List of tasks —
- a) Answer these questions about the essay on racism, one line each:
(i) Why does the essay say we are all born to discriminate?
(ii) What does it say were the norm in pre-modern times?
(iii) Why does it call "all lives matter" an inappropriate response to black lives matter?
- b) Please resume the essay on racism from where it stops, keeping its voice and argument.

Extract —
┏━━

Are you racist? Yes but so am I. We all are.

Are you racist? Yes you are. But so am I. We are all racists, deep in our DNA. 

Let’s face reality. We are all born to discriminate.  Why? Because the resources on this planet have always been, and will always be, limited. When there is not enough for everyone, you are forced to fight to secure your piece of the pie. It’s the instinct for survival, it’s the law of nature. And discrimination – rules to brutally exclude people who don’t belong to your group so that yours can take all – has always been one of the most effective ways to secure your share as a group, especially when the total size of the pie was severely limited. That’s why authoritarianism, harsh social class systems, oppression, exploitation were norm in pre-modern times. Even though we live in an “advanced” society in the 21st century,  that mentality is still deep in our DNA.

But as much as we were born to discriminate, we were also born to love. We have compassion, empathy, kindness, tolerance and generosity to fight the instinctive urge to belittle others for our favor. After tens of thousands of years of incessant fights among so many different groups, modern societies finally achieved democracy, in which we have a moral principle, an aspiration or an objective, to achieve a society that treats everyone equally and fairly – the “all lives matter” slogan. However, even in the 21st century after democracy made a lot of progress, it still remains a slogan/aspiration. We haven’t lived up to our goal to literally make every single life equally matter. The reality is “black lives (should also have) mattered (but they didn’t in many cases),” along with all other kinds of discrimination that never disappeared. The reason why “all lives matter” is not appropriate in response to black lives matter is because it’s comparing a principle/idealism to the reality. It’s an apples-to-oranges comparison that distracts the issue that exists in the real world.

┗━━

Entries supplied —
┏━━

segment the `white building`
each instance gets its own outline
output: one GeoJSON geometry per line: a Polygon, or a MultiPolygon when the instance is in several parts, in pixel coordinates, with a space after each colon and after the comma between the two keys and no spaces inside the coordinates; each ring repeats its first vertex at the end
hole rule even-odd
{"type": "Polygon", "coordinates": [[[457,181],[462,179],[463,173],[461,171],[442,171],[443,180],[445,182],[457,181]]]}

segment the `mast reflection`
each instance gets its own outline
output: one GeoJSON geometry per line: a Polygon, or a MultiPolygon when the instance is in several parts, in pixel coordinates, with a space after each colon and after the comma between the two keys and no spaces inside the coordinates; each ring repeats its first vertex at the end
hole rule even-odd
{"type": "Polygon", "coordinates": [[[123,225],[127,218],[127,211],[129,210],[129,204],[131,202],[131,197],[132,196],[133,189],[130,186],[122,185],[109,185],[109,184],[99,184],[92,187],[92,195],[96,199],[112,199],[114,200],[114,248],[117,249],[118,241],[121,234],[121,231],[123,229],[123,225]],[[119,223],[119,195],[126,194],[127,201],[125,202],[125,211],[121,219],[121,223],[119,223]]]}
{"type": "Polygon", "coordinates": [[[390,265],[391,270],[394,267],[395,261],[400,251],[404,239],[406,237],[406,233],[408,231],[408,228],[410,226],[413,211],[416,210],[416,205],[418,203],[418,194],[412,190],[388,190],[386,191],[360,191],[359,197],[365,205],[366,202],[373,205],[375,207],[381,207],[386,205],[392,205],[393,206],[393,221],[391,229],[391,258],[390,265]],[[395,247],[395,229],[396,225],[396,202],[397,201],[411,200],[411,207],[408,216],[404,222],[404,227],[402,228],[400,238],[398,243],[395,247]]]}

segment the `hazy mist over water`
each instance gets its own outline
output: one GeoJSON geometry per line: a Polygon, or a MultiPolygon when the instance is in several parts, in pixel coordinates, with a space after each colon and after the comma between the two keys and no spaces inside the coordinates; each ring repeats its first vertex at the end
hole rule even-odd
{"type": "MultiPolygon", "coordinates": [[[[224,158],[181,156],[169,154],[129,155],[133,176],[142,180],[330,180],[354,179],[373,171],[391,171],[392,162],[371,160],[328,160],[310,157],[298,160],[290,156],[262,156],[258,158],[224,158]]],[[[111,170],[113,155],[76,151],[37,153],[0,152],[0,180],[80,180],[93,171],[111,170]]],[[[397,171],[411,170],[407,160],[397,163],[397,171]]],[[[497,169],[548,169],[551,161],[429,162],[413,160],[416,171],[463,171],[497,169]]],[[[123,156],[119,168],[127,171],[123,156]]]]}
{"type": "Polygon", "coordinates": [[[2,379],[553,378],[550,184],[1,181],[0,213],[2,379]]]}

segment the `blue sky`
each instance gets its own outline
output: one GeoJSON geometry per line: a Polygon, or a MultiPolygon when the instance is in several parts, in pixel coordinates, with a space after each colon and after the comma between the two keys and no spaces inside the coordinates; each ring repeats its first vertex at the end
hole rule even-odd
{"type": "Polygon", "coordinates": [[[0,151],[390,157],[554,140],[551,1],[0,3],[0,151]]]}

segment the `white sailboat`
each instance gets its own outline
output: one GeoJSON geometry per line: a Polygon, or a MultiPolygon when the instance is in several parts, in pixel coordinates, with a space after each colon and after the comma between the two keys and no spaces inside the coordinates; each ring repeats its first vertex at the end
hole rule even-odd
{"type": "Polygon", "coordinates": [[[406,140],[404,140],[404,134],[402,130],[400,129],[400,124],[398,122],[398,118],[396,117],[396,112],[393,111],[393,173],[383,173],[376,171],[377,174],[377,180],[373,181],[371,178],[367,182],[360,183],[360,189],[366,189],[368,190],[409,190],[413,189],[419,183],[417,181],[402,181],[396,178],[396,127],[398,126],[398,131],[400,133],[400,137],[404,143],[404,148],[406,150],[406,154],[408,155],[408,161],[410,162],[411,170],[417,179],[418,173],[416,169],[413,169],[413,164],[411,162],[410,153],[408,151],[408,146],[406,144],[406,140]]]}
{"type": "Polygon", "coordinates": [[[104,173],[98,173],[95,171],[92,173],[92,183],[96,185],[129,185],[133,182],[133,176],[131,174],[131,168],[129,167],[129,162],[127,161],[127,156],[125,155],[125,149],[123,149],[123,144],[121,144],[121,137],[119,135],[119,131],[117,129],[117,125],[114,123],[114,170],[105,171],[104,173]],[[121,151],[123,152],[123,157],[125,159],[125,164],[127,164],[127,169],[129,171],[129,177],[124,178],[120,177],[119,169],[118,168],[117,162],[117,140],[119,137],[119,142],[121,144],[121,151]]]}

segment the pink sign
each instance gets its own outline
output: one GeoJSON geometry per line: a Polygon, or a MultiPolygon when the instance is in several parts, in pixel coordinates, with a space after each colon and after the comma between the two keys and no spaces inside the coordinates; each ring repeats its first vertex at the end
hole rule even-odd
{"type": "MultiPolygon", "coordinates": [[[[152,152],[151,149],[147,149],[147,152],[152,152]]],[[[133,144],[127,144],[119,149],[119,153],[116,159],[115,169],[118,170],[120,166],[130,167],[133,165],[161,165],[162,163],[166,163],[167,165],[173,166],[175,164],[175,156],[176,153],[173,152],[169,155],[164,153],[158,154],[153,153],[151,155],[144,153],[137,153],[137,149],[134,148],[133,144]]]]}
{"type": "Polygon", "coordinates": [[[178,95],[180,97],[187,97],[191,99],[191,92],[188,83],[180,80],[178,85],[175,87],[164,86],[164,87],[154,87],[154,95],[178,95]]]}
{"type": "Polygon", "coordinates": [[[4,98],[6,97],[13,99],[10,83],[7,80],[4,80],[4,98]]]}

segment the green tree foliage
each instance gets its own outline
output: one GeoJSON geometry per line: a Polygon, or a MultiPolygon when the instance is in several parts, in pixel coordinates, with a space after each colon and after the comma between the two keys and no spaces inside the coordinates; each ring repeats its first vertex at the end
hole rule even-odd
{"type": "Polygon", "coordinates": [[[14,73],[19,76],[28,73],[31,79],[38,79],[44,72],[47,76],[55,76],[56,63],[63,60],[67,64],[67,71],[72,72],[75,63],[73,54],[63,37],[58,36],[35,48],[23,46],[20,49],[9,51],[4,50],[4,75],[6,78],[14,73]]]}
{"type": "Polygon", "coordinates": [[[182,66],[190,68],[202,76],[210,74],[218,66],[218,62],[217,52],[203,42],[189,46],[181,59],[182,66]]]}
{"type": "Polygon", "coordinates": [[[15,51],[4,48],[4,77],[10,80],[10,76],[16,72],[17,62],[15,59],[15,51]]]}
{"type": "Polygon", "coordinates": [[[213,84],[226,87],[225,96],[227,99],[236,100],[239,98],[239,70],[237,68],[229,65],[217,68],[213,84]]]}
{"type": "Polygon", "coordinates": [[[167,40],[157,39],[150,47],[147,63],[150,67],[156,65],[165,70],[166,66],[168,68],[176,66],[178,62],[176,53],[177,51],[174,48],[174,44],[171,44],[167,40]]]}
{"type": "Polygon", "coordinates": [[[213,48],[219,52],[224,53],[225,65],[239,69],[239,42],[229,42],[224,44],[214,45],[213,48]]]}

┗━━
┏━━

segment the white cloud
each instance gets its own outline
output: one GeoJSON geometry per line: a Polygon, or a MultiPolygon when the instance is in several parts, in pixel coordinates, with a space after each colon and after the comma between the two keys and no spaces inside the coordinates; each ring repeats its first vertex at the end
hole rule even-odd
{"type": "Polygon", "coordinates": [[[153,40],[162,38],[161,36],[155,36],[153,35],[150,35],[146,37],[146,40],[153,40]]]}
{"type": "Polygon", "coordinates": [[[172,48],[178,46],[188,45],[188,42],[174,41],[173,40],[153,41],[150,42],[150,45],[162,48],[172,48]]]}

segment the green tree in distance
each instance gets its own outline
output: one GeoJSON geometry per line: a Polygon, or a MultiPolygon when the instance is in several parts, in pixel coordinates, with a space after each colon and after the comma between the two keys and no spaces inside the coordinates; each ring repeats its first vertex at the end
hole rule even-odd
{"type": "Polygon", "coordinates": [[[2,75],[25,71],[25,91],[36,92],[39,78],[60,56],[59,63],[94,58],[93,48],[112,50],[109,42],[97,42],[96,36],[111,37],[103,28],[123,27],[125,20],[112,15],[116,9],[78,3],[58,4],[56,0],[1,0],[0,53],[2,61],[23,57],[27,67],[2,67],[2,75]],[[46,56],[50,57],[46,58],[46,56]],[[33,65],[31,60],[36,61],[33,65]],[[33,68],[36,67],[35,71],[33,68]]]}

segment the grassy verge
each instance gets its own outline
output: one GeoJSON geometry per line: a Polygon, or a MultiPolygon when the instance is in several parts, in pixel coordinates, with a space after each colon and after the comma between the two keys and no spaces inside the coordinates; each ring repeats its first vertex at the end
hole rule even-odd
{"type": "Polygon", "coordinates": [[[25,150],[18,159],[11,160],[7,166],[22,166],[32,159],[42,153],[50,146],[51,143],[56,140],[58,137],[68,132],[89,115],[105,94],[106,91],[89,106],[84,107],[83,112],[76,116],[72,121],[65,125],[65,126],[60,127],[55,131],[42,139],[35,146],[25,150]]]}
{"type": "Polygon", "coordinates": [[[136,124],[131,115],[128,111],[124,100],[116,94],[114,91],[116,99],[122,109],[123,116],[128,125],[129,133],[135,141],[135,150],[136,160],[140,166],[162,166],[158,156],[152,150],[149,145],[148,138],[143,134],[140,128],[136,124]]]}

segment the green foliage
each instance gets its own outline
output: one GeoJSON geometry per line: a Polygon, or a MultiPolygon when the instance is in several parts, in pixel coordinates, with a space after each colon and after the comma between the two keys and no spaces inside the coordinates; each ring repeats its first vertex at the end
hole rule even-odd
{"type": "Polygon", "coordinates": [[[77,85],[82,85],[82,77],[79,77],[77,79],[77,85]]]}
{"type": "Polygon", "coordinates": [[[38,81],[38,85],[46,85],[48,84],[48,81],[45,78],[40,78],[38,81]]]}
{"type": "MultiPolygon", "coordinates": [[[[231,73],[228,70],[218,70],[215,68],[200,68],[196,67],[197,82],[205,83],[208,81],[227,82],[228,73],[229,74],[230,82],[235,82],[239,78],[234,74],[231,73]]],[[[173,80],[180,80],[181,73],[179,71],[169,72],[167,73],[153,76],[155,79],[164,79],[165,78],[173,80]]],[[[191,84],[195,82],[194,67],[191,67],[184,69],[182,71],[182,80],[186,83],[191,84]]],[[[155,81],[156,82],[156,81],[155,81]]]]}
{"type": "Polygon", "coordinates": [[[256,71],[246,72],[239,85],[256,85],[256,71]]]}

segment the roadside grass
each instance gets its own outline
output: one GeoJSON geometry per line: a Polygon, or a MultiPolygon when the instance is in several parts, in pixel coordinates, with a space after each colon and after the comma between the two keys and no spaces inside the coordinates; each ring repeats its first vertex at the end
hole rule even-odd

┗━━
┏━━

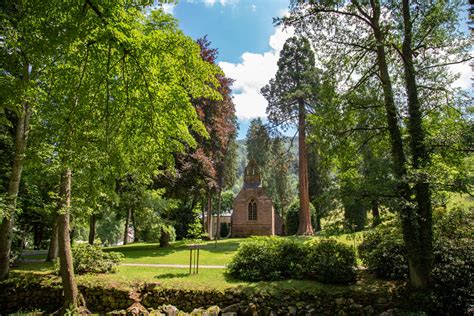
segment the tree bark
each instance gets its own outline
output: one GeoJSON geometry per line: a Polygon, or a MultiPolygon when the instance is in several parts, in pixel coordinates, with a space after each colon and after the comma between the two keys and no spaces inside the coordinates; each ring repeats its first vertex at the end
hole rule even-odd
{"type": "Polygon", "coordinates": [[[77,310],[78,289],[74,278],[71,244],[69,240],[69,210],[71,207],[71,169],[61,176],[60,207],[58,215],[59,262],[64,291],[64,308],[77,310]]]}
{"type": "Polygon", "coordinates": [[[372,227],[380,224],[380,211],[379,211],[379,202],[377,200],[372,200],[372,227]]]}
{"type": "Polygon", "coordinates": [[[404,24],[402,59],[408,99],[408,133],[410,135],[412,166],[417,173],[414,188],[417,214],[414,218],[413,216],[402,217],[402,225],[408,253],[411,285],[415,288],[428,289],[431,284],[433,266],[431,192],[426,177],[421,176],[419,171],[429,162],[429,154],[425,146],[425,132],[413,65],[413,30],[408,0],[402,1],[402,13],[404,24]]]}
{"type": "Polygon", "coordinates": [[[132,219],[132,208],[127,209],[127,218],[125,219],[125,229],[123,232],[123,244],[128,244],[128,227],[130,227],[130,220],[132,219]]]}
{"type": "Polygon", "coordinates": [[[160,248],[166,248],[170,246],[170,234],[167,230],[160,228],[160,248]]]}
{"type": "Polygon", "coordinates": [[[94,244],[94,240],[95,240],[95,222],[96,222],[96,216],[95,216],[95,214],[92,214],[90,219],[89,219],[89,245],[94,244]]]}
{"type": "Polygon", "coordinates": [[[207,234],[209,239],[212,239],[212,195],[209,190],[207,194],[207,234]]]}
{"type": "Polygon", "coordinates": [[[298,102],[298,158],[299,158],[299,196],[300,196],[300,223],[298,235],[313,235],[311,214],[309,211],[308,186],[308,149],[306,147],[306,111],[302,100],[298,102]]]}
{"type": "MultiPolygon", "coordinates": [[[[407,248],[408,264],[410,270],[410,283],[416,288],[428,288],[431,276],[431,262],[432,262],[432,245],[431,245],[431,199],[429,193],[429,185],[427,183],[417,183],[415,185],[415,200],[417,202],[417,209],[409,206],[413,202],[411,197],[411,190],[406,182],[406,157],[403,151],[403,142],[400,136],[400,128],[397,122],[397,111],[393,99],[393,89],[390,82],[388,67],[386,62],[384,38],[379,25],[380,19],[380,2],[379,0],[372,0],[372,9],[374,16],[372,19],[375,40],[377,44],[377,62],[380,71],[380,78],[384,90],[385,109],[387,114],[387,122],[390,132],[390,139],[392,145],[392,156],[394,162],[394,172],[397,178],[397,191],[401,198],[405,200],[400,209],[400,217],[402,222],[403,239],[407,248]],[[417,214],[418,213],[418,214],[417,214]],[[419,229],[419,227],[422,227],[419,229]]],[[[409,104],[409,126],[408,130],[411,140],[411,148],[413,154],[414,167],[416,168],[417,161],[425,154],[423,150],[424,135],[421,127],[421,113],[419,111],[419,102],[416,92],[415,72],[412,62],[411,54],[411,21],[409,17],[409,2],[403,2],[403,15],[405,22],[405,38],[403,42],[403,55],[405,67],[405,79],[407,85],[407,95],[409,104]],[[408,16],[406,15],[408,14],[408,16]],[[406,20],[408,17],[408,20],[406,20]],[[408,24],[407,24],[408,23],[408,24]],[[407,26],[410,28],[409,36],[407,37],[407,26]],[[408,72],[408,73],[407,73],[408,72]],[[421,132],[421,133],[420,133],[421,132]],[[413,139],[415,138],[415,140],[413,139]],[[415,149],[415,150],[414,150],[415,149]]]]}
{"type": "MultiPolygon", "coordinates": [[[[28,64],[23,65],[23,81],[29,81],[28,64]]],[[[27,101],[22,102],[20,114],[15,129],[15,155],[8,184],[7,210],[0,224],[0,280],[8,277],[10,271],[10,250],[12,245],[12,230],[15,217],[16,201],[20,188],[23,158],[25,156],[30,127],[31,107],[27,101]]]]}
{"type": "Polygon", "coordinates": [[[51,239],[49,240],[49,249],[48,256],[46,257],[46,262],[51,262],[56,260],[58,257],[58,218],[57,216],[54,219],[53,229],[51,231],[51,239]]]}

┗━━

Your responses —
- a)
(i) Because the resources on this planet have always been, and will always be, limited.
(ii) Authoritarianism, harsh social class systems, oppression and exploitation.
(iii) Because it compares a principle or idealism to the reality.

- b)
But what does this mean? As much as we want a society in which everyone is respected, loved and treated equally, part of us is resisting. We are torn. We are torn between an instinct to belittle others and desire to love and to be loved. Which is stronger? As an animal programmed to maximize the chance of survival, the instinct might be stronger. Even if it doesn’t take an extreme form of racism, we always try to position ourselves higher than others by using unfair factors such as family status, appearances or handicaps. As it turns out, it takes a lot of LEARNING to start loving others, especially the ones that do not belong to your group. You need to make a conscious efforts to overcome your instincts, and you have to make a conscious efforts to spread it in your family and community. The road for anti-discrimination is a long process of learning each individual has to take on. It’s not a given. You try to learn to become less and less discriminatory. None of us is exempt from the effort. And the difficult truth is, it’s often painful to learn the truth and history. But you are not alone. It’s painful for everyone.

Road for anti-discrimination is a personal issue. There is no race or group of people that are CATEGORICALLY right or wrong. There are always all kinds of different people in any group. Wherever we are, we need to take it as a personal challenge. We should not attack other people categorically – it’s totally different from asking for systemic reforms. Putting individual person in a group and attack them collectively creates unnecessary tension and make them overly defensive. While the movement needs collective engagement from every corner, we shouldn’t forget that, at the end of the day, this is a personal challenge. This is your issue. This is my issue. If most of us take it as a personal challenge, it will become a huge movement.